Extracted entries
• • • •

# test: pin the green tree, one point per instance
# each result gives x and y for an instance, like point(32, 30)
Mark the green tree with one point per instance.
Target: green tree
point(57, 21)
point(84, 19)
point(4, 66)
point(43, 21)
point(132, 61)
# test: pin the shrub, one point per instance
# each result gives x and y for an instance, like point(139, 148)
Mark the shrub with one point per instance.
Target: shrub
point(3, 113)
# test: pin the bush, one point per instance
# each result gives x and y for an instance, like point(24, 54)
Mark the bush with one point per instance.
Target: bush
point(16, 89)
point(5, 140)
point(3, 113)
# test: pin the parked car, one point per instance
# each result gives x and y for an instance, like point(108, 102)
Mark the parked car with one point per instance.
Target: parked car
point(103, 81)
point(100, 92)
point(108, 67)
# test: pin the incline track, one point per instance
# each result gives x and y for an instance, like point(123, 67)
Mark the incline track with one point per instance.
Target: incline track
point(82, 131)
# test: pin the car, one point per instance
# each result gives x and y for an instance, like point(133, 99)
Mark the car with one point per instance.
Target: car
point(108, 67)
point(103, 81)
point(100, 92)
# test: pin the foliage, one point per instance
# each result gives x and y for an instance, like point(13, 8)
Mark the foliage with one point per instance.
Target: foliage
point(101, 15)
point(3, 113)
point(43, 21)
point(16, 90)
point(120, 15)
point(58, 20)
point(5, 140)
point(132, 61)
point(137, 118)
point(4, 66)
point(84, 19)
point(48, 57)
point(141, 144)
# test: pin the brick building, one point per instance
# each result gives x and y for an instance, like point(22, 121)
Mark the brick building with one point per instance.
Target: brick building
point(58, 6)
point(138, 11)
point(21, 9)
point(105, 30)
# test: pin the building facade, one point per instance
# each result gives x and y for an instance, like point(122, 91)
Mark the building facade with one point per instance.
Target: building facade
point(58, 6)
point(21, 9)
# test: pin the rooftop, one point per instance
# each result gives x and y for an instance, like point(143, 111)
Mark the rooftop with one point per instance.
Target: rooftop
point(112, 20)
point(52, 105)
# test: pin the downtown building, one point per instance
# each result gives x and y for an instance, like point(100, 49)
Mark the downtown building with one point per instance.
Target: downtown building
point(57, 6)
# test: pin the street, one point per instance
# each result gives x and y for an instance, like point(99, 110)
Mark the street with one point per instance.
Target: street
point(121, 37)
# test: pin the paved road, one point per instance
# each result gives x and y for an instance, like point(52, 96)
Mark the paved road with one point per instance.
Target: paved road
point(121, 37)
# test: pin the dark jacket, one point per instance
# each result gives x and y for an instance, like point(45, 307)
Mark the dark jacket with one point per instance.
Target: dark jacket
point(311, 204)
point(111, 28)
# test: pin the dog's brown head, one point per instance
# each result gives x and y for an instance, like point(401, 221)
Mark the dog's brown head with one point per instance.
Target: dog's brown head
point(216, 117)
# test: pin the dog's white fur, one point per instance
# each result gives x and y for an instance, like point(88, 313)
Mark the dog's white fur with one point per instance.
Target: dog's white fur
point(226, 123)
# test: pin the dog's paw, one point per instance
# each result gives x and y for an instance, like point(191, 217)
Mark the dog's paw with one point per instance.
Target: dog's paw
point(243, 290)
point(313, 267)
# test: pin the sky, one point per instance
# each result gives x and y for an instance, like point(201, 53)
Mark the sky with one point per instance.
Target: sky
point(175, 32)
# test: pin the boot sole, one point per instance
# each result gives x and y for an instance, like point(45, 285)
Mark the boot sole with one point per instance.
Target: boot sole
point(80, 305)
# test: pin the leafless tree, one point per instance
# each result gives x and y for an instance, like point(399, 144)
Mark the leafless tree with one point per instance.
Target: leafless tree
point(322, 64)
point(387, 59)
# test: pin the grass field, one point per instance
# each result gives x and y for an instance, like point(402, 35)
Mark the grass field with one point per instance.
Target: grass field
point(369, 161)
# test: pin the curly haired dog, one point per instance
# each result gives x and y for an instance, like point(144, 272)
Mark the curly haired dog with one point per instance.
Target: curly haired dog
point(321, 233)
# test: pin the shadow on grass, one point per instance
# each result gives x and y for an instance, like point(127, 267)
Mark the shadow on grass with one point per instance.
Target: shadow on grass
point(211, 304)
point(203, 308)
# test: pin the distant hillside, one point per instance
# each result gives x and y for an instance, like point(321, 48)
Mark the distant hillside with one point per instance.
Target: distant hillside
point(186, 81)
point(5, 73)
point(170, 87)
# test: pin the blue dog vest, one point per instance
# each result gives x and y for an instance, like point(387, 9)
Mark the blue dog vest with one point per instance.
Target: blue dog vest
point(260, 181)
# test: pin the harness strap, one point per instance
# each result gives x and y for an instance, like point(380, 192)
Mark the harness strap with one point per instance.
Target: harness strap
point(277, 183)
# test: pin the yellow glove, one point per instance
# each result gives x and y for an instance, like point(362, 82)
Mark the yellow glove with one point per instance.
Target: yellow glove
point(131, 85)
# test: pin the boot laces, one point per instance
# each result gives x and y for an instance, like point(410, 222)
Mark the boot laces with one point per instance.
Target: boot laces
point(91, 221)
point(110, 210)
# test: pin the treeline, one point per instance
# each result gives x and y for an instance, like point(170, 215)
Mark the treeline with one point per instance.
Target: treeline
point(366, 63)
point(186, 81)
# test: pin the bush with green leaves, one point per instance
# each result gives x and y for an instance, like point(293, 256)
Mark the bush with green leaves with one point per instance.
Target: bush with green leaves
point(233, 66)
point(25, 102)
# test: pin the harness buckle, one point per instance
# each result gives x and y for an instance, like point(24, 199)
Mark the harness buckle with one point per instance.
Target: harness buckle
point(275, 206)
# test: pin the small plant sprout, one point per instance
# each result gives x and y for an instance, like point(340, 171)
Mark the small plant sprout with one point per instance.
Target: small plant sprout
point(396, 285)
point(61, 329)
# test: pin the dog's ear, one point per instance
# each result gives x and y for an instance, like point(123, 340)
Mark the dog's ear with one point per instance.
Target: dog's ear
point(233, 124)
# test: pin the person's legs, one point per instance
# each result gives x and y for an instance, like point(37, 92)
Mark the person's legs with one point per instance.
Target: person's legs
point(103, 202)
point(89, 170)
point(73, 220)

• • • •

Objective
Rescale the lines above, from the line with "# test: pin the dog's brown" to the line with "point(216, 117)", both ends included. Write out every one of those lines, the requests too, and multiply each answer coordinate by 0.8, rounding to a whole number with halves going up. Leave the sample coordinates in the request lines as they are.

Solution for this task
# test: pin the dog's brown head, one point per instance
# each result gives x and y for an instance, like point(401, 221)
Mark the dog's brown head with one point per instance.
Target: dog's brown head
point(173, 94)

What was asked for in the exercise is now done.